### WRITTEN TASK
Identify every line of the listing below that contains the word "bird", copying each such line in full. Matching is case-sensitive.

### EXTRACTED INFORMATION

## START

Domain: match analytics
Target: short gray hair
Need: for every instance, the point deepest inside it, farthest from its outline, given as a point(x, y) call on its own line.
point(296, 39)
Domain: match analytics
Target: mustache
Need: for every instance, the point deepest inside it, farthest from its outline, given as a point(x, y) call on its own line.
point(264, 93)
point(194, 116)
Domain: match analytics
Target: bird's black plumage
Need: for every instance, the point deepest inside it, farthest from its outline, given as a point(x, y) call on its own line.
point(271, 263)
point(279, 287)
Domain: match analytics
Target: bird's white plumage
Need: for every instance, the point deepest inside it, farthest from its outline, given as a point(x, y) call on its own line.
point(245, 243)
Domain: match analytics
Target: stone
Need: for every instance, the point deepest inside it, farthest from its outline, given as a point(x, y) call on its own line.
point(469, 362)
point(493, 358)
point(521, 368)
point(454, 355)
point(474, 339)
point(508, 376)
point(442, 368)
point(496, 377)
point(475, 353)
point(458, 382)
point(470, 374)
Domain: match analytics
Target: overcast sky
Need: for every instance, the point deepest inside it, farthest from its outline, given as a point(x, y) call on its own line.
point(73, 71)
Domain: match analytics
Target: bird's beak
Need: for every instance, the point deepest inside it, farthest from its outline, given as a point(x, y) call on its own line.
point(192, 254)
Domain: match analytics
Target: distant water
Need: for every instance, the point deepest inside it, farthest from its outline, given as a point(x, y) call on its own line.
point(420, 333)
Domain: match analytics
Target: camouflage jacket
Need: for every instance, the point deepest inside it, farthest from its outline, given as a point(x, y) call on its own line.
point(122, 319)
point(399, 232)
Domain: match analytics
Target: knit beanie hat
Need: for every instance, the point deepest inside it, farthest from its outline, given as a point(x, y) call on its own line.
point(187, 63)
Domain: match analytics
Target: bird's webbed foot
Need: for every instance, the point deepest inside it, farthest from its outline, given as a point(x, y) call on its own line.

## END

### FULL RESPONSE
Target: bird's black plumage
Target: bird's white plumage
Target: bird's beak
Target: bird's webbed foot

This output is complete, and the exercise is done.